PASSAGE TO READ:
────────
A little history is in order: Akamai emerged as the early content player in the late 1990s during the time when the majority of users were on dial up. Their distributed server architecture made sense at that time because there were acknowledged problems and congestion at most ISP peering sites. Since then these backbone ISPs and peering sites have now purchased routers with gigabit and 10 gigabit network interfaces that have 1000 times more performance of the Cisco 7500 routers of that era (which were 10 and 100-megabit (.1 gigabit) interfaces. The 7500 were pre-gigabit and pre-10gigabit network interfaces at that time. Many backbone providers have purchased Cisco GSRs and CRS-1 routers, which will scale to 90 terabits or 90,000 gigabits in a multi-rack chassis. The network interfaces used on core routers will be running at 100gigabits by late this year (See announcements on www.nxtcommshow.com). As an example, the new edge Cisco ASR 1000 Quantum flow router that replaces the older 7200 series has the performance equivalent of 160 7200s. The core routers are thousands of times this.
SEE (http://www.networkcomputing.com/immersion/virtualization/showArticle.jhtml?articleID=206901409)
"Leveraging the 40-core Quantum flow processor (announced by Cisco in February and which can process 160 simultaneous threads at a whopping 49 billion transactions per second), the ASR supports the common services found on Cisco's routers, including stateful firewalling, QoS, VPN, and multicast."
SEE( http://telephonyonline.com/access/news/cisco-edge-router-0304/ )
"In terms of performance, said Suraj Shetty, Cisco’s senior director of worldwide service provider marketing, the new router is equivalent to 160 of Cisco’s popular 7200s"
────────
DATASET EXTRACT:
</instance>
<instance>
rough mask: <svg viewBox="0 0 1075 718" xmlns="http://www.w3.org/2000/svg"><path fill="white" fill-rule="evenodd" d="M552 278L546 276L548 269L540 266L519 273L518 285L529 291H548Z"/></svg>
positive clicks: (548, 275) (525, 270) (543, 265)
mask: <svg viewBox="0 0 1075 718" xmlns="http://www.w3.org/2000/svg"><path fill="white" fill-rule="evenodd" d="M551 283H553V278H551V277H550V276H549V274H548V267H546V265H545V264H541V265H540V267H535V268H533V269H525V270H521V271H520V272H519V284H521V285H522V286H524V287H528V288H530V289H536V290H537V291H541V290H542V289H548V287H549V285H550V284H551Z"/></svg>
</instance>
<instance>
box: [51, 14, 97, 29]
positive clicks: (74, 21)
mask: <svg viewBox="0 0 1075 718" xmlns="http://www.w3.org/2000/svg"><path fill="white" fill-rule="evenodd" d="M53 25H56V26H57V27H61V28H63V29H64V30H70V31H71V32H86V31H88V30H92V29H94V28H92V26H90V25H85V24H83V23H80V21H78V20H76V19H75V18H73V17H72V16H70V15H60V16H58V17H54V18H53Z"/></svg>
────────
TASKS FOR THIS EXERCISE:
• 1. Answer these questions using the passage about Akamai and network routers:
(a) In what period did Akamai emerge as the early content player?
(b) How many simultaneous threads can the 40-core Quantum flow processor handle?
(c) What position at Cisco does Suraj Shetty hold?
• 2. According to the passage about Akamai and network routers, why did Akamai's distributed server architecture make sense when the company emerged?
• 3. Write the next part of the passage about Akamai and network routers, picking up after its final quoted sentence.

ANSWERS TO THE EXERCISE:
• 1.
(a) The late 1990s, when most users were on dial up.
(b) 160 simultaneous threads.
(c) Senior director of worldwide service provider marketing.

• 2. At that time there were acknowledged problems and congestion at most ISP peering sites.

• 3.
Akamai gets bandwidth and colocation space from other providers but does not own the fiber or networks it runs over. Most of their IP address blocks are from their colocation providers. They play around with DNS CNAME functions and have a large network of caching servers that are colocated around the Internet. These servers are getting cheaper all the time and using VMware, it is now possible to replicate their server architectures for a quarter (1/4) of what the cost is on their balance sheet all with faster quad processors which are much faster than some of the older legacy Akamai servers. Nowhere does Akamai breakout in detail the generation of the servers they have by number or type. It is possible for an edge customer to be stuck behind an aging, slower Akamai server, and have problems getting the page objects and sites they serve up.
Akamai has an amazing NOC that makes for a great dog and pony show. However, the fragility of their CDN architecture, which rests on the unsecure DNS protocol, makes them very vulnerable to attacks. There have been attacks (search on Akamai problems) which have affected major customers. DNSSEC would help on a private backbone but really the core argument is that the CDN world is changing and changing very fast. CDNs play nicely with the Doubleclicks of the world for web advertising but one cannot expect that to last much longer since Google now owns it and could announce a CDN at any time on their deployment of global servers and suddenly there are three majors CDNs out there.
They advertise the fact that the US government uses them for content delivery does not validate a new customer’s purchase decision. Both Level 3 and ATT won the multibillion NETWORX US government telecommunications bids. (http://www.gsa.gov/Portal/gsa/ep/contentView.do?pageTypeId=8199&channelId=-13259&P=&contentId=22827&contentType=GSA_BASIC)
AND
( http://www.gsa.gov/Portal/gsa/ep/contentView.do?pageTypeId=8199&channelId=-13259&P=&contentId=23096&contentType=GSA_BASIC)
You can bet sure that some of the government business that is going to Akamai may go away. And why does this “bright” management give their customer list away on their website to AT&T and Level 3? These competitors now have the real customer lists to target for their new CDNs and just have to offer a lower price until Akamai misses their numbers and the stock price drops like a rock. Employees will exit because the options drop when that happens.
Lastly do not forget the off-the-shelf distributed server load balancers are getting much faster and better for enterprise and ISP customers that can use them as cheaper replacements to any companies CDN. See the recent announcements by A10 networks ( http://www.a10networks.com/) for its new product line of distributed content devices that are selling like hotcakes.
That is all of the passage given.